Short problem >> Return each line of the records that contains the string "xmax".

Extracted information >>
· · ·
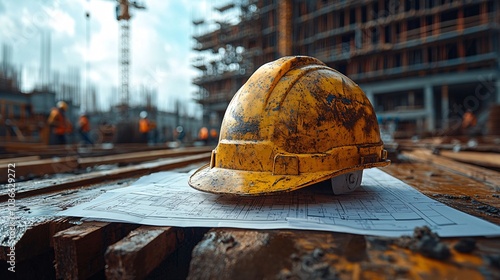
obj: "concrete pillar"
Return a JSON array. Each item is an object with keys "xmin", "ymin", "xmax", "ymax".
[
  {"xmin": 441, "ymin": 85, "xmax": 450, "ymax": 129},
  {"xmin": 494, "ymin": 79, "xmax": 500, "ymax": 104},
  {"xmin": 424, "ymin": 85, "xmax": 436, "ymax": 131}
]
· · ·
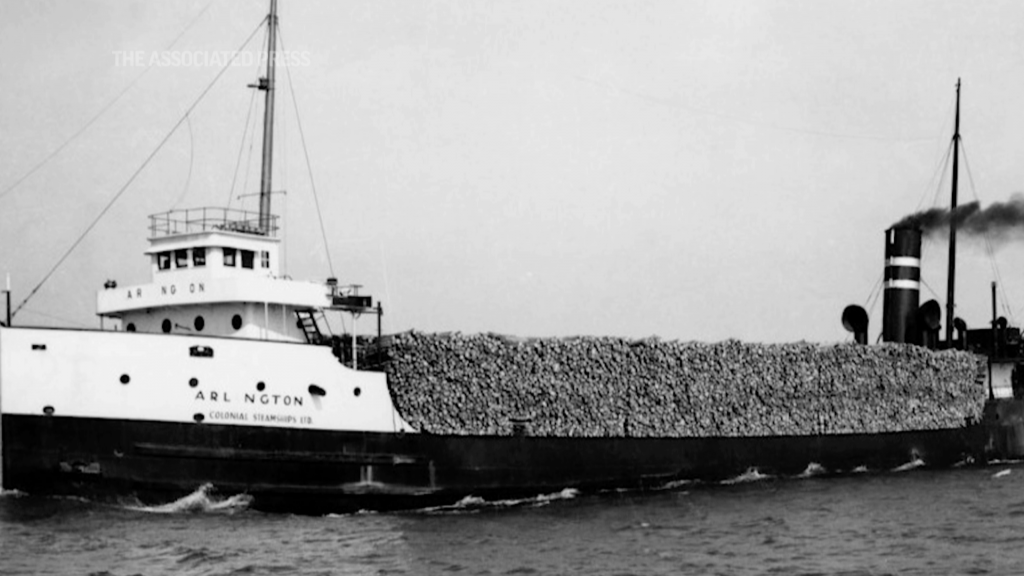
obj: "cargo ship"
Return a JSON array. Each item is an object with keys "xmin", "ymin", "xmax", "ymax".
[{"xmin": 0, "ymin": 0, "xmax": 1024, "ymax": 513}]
· · ·
Answer to this task >>
Return a JSON array. Each item is an object with keys "xmin", "ymin", "xmax", "ymax".
  {"xmin": 441, "ymin": 85, "xmax": 450, "ymax": 129},
  {"xmin": 494, "ymin": 79, "xmax": 500, "ymax": 104},
  {"xmin": 424, "ymin": 85, "xmax": 436, "ymax": 131}
Return a JSON array. Each item is an object with keys "xmin", "ymin", "xmax", "ymax".
[{"xmin": 0, "ymin": 0, "xmax": 1024, "ymax": 513}]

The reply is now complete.